### TEXTE
====

Sur cet aspect, voir les articles spécialisés :
- Tolérance religieuse
- Tolérance, dogme
- Christianisme : Dogmes catholiques, schisme, hérésie, apostasie dans le christianisme, œcuménisme
- Islam : hérésie, apostasie dans l'islam
Du dialogue des religions au dialogue des convictions
Au
Conseil de l'Europe, un dialogue a été initié entre des organisations
internationales non-gouvernementales (OING) se réclamant de traditions
religieuses diverses (chrétiennes, juives, musulmanes, bouddhiques), et
de membres qui ne se comprennent pas en référence à une problématique
religieuse, et qui se sont associés à partir de croyances et de
convictions communes, humanistes, philosophiques, agnostiques, ou
autres.
"Très
vite, au cours de nos échanges, nous avons compris que l’expression
‘dialogue interreligieux’ ne nous convenait pas, puisqu’il excluait
celles et ceux d’entre nous qui ne se reconnaissent pas comme
appartenant ou référés à une religion instituée : nous avons commencé à
parler de nos convictions respectives, de groupes de conviction, et à
nous comprendre comme pratiquant un ‘dialogue interconvictionnel’"
(Bernard Quelquejeu).
Ce
dialogue interconvictionnel permet de prendre en compte la pensée et
l’expérience de groupes de convictions non religieuses et de groupes de
conviction qui ont pris une certaine autonomie par rapport à leur
institution. En effet "les autorités non élues des religions
revendiquent le monopole de la parole et de la représentation des
citoyens fidèles de cette religion et seules ces autorités sont
reconnues par les États au seul titre de l’exercice du culte."

====

### DONNÉES
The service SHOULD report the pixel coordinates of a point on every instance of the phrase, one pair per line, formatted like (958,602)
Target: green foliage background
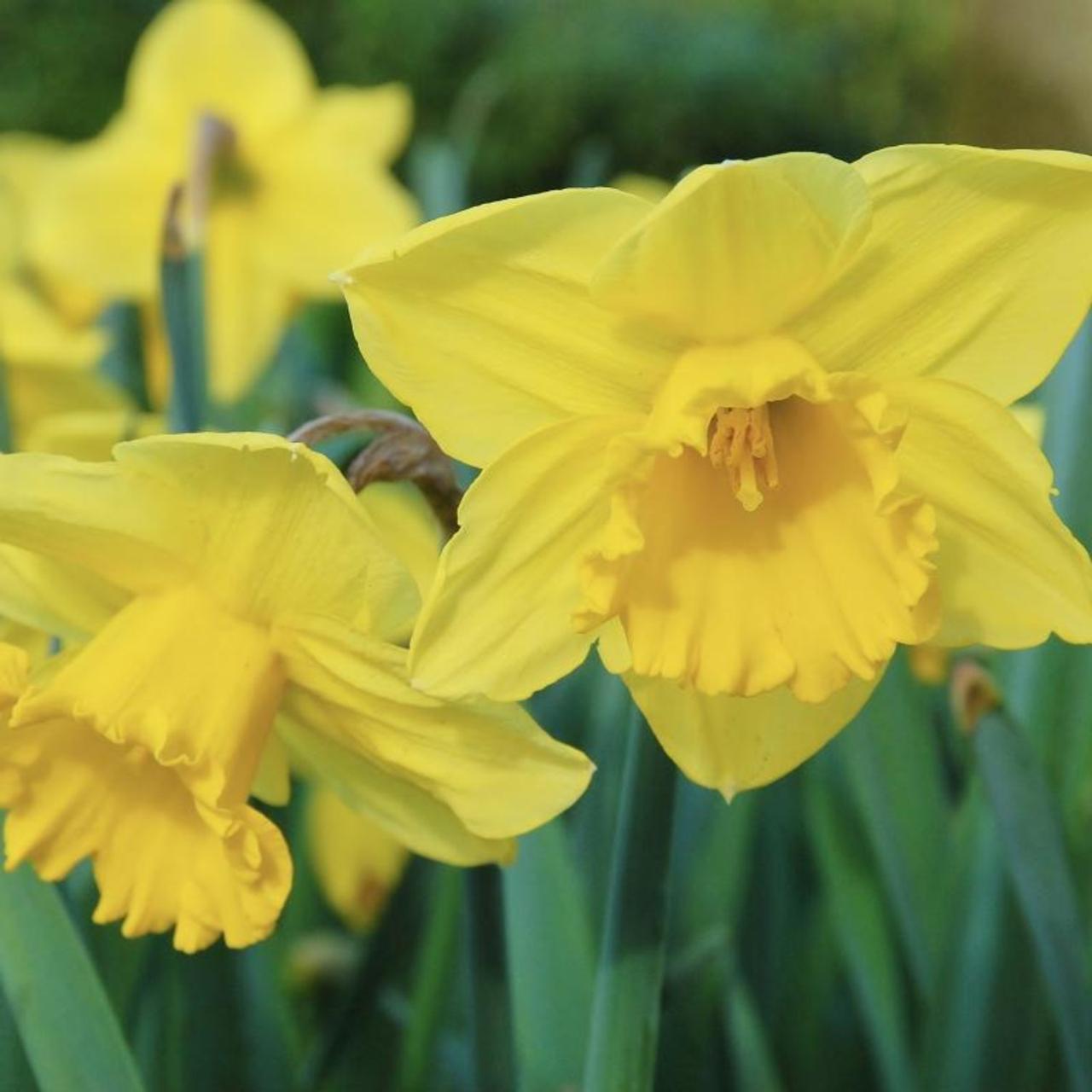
(561,89)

====

### À FAIRE
A - D'après le texte sur le dialogue des convictions, quelle expression les participants ont-ils jugée inadaptée parce qu'elle excluait une partie d'entre eux ?
B - Poursuivez le texte sur le dialogue des convictions après sa dernière phrase.
Les lignes ne sont pas nécessaires pour ces tâches.

### RÉPONSES PAR TÂCHE
A - L'expression « dialogue interreligieux ».

B -
Réunis
au sein du "Groupe de travail International, Interculturel et
Interconvictionnel" appelé "G3i", les membres ont organisé au Conseil de
l'Europe deux colloques sur les thèmes suivants : "Cohésion Sociale
dans une Europe multiculturelle. Rôle et impact des courants de pensée
et des religions" (2007) ; "Devenir citoyens et citoyennes d’une Europe
plurielle" (2012).
Dialogues interreligieux
Parlement mondial des religions
Le
Parlement mondial des religions ou Parlement des religions du Monde,
est la première tentative de nouer un dialogue global
interconfessionnel. Il se réunit à Chicago du 11 au 27 septembre 1893, à
l'occasion de l'exposition universelle, à l'instigation de Swami
Vivekananda (1863-1902), un leader spirituel hindou, philosophe du
védanta et Jenkin Lloyd Jones, (1843-1918), un chrétien unitarien. Pour
la première fois se rassemblaient des représentants de religions
orientales, asiatiques et occidentales.
L'idée
en est relancée en 1988 par des disciples de Vivekananda pour fêter le
centenaire de cet événement et le Parlement des Religions du Monde
renaît en 1993 à Chicago. Il a depuis tenu assemblée en 1999 au Cap, en
2004 à Barcelone lors du Forum universel des cultures et à Melbourne en
2009.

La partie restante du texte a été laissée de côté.